What you are asked to do:
Count the lines below that contain the string "leaves", with case counting, and give only the number.

• • •

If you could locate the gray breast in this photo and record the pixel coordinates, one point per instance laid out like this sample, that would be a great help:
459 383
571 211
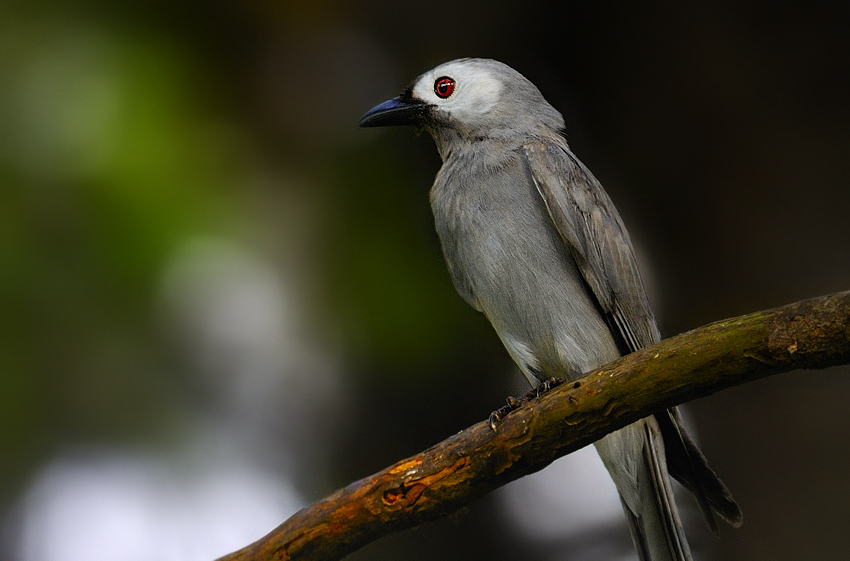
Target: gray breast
508 261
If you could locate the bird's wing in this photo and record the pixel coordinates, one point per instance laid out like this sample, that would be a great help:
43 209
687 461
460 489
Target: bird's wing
595 236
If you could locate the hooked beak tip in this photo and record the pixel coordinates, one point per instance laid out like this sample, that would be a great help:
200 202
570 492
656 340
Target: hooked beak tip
393 112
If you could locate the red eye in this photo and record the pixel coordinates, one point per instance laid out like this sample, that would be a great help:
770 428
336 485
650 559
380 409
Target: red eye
444 87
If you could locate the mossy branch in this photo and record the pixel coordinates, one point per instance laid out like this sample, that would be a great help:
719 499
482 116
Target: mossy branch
810 334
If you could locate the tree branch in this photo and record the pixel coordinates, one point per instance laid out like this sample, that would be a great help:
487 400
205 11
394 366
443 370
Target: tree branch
810 334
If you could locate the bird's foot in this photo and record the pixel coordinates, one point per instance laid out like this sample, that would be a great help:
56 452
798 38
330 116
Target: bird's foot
513 403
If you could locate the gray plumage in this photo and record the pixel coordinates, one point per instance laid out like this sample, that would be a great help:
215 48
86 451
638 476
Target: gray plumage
533 241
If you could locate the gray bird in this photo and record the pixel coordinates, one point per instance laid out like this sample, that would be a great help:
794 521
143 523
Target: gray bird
533 241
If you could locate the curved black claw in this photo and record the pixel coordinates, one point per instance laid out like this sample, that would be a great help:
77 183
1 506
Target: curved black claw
499 414
513 403
544 387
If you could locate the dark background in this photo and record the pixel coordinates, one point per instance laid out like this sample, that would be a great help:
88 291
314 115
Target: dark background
186 204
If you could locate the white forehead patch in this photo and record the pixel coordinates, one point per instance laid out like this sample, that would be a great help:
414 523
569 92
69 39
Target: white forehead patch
475 93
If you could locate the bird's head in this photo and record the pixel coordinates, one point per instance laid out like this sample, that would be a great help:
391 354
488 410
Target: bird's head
468 99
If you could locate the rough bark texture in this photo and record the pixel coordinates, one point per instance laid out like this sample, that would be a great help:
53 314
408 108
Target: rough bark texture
810 334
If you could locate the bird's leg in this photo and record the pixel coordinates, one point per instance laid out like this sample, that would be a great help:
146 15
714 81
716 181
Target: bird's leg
513 403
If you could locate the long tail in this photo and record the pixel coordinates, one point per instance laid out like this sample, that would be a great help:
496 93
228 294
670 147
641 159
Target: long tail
635 458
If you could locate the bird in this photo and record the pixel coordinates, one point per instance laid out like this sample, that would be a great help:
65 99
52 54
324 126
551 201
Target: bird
533 241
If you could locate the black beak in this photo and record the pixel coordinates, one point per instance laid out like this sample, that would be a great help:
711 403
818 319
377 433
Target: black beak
399 110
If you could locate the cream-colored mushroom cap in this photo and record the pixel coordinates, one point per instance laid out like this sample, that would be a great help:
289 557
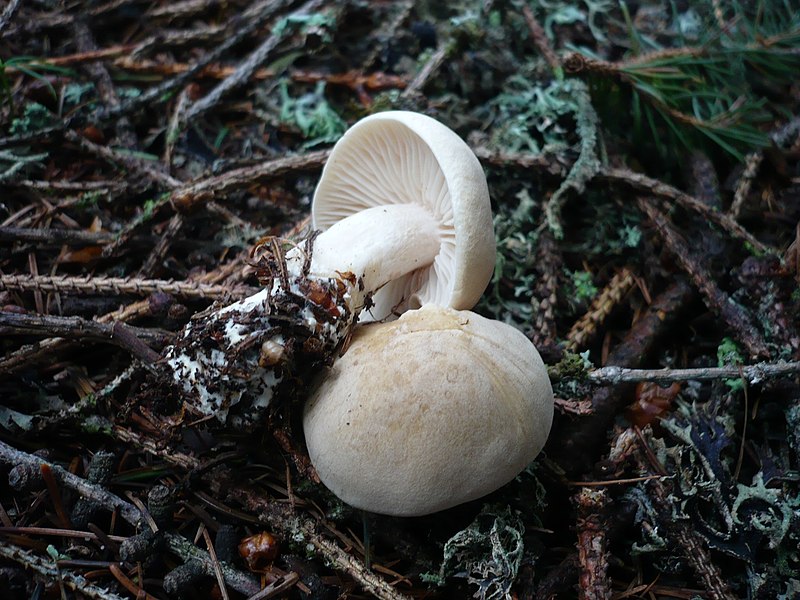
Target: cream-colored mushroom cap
404 159
432 410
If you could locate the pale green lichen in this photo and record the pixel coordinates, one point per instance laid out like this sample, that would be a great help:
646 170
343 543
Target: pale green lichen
488 554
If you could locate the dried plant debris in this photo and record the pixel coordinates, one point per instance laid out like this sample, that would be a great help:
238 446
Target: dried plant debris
755 523
157 164
488 553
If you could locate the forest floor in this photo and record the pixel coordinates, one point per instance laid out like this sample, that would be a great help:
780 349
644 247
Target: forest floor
643 161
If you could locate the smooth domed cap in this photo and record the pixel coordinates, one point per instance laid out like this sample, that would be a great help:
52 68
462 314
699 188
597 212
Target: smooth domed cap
432 410
400 157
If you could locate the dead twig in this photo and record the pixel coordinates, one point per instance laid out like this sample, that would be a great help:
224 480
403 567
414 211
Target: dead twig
45 567
245 71
45 349
694 548
539 39
592 554
12 456
752 373
8 13
121 286
605 302
716 299
177 544
292 524
428 70
133 339
657 188
581 437
186 197
129 585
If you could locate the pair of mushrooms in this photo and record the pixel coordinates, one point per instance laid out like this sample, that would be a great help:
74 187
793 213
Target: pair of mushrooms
422 413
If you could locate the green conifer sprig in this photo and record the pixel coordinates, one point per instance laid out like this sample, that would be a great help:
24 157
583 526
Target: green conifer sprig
719 88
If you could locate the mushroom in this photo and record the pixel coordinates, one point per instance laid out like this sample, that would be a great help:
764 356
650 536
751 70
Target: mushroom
406 219
429 411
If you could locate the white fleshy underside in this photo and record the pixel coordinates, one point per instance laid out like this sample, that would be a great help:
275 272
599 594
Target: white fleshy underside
393 166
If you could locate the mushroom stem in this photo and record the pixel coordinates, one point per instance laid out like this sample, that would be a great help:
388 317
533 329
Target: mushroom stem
230 363
377 245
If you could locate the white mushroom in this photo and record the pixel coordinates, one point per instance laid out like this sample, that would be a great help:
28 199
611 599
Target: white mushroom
402 191
432 410
405 210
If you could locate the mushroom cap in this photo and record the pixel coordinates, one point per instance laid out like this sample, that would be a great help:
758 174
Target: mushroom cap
429 411
401 157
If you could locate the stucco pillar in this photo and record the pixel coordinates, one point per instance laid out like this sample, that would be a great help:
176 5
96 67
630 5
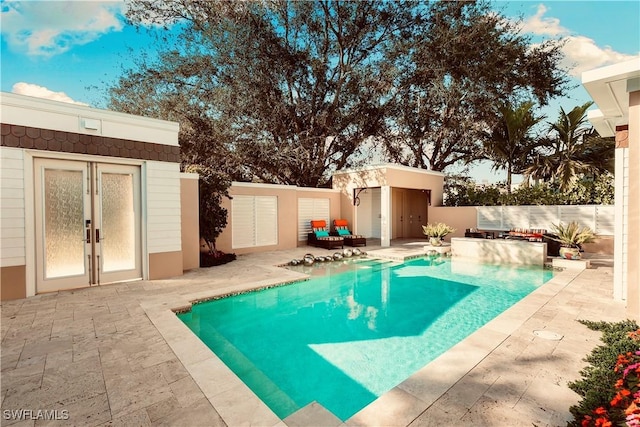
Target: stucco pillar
385 215
633 237
621 215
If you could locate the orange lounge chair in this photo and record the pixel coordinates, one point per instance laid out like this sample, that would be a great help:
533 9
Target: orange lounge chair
341 228
320 237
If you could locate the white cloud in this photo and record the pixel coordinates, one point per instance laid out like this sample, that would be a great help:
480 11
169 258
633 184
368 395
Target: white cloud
48 28
581 53
540 25
30 89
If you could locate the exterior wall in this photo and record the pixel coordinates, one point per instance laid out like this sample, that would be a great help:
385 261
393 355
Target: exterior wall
13 283
52 116
388 177
190 220
164 265
12 209
621 249
163 215
287 213
459 217
408 213
36 128
633 272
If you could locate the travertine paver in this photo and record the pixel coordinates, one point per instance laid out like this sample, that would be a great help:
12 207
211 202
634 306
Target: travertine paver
113 355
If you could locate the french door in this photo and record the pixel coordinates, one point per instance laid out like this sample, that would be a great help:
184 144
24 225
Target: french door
87 224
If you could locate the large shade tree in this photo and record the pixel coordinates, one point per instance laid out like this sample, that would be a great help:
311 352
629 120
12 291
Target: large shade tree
280 91
510 143
461 61
572 150
289 91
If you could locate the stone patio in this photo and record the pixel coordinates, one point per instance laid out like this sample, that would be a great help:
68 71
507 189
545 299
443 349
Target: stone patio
116 355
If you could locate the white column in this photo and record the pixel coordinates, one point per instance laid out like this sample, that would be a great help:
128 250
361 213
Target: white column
621 218
385 215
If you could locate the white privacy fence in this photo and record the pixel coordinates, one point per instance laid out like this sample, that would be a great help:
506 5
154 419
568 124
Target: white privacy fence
599 218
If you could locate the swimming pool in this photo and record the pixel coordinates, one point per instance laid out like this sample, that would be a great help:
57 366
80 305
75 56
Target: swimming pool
356 329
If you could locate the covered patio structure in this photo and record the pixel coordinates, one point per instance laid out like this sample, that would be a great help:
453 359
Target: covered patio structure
388 201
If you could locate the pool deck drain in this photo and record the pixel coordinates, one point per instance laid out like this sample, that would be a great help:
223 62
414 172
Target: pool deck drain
117 354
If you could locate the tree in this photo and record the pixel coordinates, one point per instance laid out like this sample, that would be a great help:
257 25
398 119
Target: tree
290 90
213 186
460 61
572 150
509 144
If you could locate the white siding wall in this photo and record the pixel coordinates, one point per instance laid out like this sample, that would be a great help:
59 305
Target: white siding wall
600 218
311 209
163 207
12 207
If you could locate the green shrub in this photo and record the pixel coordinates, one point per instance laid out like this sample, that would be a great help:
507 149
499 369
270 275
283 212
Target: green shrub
597 387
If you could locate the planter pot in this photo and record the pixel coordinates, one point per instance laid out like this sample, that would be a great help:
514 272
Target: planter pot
570 253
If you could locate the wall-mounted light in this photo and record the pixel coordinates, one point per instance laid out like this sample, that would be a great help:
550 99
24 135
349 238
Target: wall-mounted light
91 124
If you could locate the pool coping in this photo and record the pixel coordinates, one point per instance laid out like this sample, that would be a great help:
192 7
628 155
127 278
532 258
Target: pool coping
237 404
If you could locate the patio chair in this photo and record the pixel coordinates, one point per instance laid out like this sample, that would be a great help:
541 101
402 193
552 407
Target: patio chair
320 237
341 228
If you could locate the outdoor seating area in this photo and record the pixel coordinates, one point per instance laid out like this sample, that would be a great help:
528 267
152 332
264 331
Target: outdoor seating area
319 236
341 228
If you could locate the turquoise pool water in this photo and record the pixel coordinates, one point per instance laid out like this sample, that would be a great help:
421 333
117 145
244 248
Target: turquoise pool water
356 329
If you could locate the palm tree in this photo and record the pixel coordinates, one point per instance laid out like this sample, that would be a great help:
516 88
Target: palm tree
509 143
573 150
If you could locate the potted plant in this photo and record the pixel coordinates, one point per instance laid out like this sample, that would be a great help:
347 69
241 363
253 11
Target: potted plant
571 237
436 232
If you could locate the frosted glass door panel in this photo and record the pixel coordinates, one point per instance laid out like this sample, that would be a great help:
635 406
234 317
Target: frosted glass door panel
117 206
118 232
64 226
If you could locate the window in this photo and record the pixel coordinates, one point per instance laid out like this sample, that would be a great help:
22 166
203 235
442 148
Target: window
254 221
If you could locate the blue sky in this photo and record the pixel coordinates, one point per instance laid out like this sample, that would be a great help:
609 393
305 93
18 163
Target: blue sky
72 50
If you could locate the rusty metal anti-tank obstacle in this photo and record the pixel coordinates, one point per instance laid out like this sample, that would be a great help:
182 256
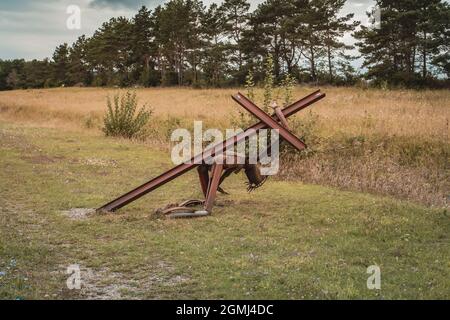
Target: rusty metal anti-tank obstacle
211 175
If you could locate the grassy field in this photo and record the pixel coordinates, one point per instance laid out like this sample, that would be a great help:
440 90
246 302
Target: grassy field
289 239
379 141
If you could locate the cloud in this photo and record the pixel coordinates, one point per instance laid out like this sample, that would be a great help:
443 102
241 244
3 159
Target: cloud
132 4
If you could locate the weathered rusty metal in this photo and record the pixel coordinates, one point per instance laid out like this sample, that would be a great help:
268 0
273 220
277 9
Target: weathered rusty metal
268 122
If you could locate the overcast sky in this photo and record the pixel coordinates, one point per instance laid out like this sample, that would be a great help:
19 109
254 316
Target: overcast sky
32 29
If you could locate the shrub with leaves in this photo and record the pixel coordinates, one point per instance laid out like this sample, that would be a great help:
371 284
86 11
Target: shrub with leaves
123 119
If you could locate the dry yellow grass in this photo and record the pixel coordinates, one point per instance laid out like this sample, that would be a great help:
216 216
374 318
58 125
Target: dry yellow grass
409 113
389 142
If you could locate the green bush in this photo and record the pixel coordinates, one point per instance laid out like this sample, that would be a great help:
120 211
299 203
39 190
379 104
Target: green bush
123 119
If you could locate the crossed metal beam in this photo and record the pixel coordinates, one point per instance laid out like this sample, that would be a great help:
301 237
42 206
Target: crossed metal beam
209 190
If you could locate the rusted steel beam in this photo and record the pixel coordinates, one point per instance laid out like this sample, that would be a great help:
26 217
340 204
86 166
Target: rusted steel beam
213 185
195 161
269 121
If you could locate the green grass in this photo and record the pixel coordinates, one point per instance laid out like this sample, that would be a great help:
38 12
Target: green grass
285 240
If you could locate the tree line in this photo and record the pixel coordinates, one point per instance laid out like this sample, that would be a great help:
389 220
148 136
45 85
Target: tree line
183 42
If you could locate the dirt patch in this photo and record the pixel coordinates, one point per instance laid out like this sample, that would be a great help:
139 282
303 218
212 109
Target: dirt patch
79 213
105 284
39 159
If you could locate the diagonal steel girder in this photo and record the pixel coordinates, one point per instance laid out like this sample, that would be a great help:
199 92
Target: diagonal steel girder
196 160
269 121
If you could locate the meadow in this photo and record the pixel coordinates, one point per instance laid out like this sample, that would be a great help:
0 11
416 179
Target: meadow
372 190
390 142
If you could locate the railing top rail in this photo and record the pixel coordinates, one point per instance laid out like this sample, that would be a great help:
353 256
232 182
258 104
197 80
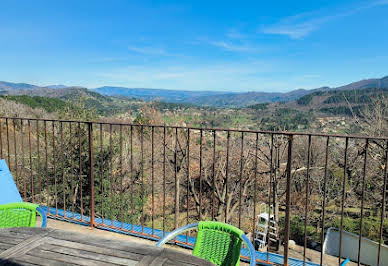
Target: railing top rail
285 133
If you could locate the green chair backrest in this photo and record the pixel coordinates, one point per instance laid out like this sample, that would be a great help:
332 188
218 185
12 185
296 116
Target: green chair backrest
20 214
218 243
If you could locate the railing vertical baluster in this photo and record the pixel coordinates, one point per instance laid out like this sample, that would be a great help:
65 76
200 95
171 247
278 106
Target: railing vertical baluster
164 180
324 198
241 178
91 173
63 169
142 176
31 172
187 181
102 175
362 200
176 198
132 181
288 207
214 174
255 190
307 198
80 170
1 138
111 174
227 176
55 168
38 168
343 199
8 148
200 173
383 204
121 175
274 182
71 157
23 162
271 181
152 178
15 149
46 165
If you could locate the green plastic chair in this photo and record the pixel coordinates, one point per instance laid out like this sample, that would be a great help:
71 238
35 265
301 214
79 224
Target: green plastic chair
216 242
20 214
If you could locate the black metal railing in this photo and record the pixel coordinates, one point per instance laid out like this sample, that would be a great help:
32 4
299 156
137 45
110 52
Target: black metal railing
140 179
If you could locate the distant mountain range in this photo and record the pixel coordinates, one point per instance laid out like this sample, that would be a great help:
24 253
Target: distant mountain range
203 98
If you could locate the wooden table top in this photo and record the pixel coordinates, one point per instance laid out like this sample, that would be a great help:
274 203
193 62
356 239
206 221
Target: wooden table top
47 246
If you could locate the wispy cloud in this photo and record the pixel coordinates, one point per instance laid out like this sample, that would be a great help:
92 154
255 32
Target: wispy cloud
212 76
148 50
232 47
235 34
303 24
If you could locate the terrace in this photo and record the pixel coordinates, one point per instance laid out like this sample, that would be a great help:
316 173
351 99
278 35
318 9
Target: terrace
146 180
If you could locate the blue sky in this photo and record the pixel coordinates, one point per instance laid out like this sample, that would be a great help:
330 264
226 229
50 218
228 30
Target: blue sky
194 45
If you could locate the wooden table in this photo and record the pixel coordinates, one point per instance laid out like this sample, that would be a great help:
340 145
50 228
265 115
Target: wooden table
47 246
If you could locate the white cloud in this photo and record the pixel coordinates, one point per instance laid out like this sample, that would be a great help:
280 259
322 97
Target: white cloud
301 25
147 50
232 47
218 76
235 34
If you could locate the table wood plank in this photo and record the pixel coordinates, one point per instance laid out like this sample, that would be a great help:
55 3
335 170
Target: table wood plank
42 246
103 258
23 247
100 250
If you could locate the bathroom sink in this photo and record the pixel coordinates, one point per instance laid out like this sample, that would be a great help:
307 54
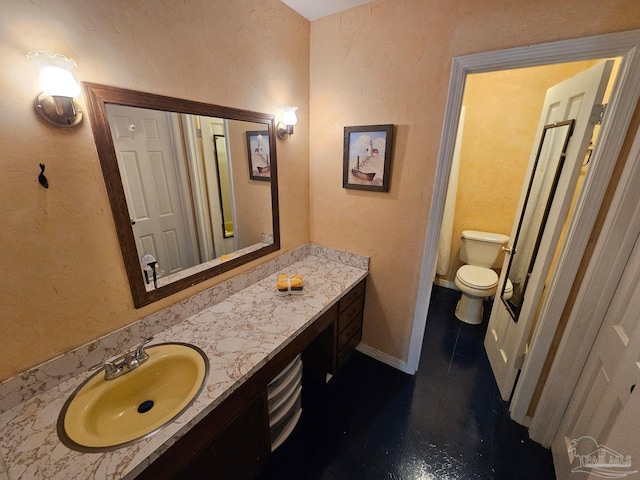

• • •

Answer to the problem:
2